* _Task goal_
The answer must be an exact transcription of the lines below from the first through the one containing "[(352, 152), (230, 103)]", with the pictures left out; please add nothing else.

^^^^^^^^

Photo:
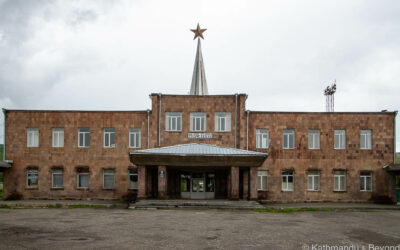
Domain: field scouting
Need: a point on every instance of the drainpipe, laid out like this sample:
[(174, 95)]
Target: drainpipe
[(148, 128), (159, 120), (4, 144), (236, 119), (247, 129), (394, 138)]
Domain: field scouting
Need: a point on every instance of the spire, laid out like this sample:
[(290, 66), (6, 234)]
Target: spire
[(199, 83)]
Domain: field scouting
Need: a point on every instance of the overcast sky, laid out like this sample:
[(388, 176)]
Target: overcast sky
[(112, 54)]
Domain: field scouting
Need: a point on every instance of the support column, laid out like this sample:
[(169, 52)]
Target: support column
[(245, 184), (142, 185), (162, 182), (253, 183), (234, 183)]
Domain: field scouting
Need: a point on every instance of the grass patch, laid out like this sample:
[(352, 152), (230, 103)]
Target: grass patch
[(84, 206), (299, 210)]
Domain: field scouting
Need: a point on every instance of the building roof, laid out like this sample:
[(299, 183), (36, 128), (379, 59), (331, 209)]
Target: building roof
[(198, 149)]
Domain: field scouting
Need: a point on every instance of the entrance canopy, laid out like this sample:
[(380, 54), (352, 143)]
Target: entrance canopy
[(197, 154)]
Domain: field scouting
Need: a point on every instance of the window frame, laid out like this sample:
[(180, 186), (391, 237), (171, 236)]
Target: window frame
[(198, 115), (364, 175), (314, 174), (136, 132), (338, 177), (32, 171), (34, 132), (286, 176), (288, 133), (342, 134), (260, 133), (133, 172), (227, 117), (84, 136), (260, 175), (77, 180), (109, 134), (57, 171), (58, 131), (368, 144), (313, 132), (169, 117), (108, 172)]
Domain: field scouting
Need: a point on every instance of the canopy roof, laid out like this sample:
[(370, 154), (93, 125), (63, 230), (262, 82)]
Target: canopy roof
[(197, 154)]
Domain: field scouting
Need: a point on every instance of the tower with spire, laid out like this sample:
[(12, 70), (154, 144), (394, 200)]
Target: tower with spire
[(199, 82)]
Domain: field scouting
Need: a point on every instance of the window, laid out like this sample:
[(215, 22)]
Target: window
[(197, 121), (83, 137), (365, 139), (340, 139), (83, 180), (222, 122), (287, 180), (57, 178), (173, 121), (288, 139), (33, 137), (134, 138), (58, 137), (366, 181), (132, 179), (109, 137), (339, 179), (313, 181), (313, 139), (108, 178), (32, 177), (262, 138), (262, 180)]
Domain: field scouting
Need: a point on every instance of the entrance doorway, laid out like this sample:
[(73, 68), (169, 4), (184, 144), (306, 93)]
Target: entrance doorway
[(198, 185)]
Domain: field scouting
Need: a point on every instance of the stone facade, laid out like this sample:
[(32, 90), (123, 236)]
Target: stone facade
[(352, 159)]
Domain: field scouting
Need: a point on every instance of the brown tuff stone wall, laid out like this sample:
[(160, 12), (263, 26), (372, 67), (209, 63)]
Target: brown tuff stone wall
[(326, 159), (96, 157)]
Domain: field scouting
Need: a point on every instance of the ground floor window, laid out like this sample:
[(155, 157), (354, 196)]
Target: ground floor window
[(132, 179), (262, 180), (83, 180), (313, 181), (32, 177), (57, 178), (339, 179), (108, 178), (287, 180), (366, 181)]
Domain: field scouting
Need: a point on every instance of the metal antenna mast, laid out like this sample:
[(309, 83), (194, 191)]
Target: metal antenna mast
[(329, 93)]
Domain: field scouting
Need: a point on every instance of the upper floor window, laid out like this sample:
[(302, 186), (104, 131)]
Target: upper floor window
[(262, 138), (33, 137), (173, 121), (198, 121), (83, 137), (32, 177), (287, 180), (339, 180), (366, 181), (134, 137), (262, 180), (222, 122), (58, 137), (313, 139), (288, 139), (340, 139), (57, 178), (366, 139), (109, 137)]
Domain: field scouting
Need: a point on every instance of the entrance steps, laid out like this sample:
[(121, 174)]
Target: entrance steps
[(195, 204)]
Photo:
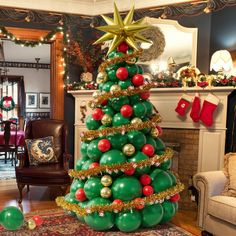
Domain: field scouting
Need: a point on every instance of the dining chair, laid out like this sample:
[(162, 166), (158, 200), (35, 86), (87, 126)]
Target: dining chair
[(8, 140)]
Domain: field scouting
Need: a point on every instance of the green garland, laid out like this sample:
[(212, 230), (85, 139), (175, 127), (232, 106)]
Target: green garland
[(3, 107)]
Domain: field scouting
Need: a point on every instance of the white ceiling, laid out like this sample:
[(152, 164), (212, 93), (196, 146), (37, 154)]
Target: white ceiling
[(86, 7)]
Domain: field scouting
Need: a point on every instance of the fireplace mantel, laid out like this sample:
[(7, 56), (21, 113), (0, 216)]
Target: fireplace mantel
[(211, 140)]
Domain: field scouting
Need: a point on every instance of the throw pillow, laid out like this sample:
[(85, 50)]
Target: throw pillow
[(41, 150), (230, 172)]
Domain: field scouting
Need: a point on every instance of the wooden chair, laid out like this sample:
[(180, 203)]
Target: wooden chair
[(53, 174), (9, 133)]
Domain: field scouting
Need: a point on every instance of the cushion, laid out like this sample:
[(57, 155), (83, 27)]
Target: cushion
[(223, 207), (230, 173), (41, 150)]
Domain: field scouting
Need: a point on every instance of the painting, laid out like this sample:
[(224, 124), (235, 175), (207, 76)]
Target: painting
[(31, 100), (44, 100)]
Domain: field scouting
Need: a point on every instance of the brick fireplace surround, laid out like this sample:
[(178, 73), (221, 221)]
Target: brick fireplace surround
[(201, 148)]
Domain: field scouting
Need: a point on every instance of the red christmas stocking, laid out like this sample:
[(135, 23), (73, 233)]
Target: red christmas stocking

^^^^^^^^

* _Answer area_
Photo:
Domain: field scouting
Need: a point on every instance of the drainpipe, laid out like this sample:
[(174, 95)]
Target: drainpipe
[(148, 128), (159, 120), (4, 144), (236, 119), (247, 129), (394, 138)]
Domain: field scouting
Need: a point on every instance of the spire, laid out like this sample:
[(290, 66), (6, 234)]
Target: spire
[(199, 83)]
Domain: field scouting
Need: a point on every instance of the overcast sky, laid out like this sample:
[(388, 176)]
Target: overcast sky
[(112, 54)]
Domain: field scouting
Need: a point on every instance of the support column, laid out like this sample:
[(169, 52)]
Target: support column
[(245, 184), (142, 185), (162, 182), (253, 183), (234, 183)]
Domain: field scouting
Need: a point on every instance of the grass patch, laid out like this sample:
[(352, 152), (230, 103)]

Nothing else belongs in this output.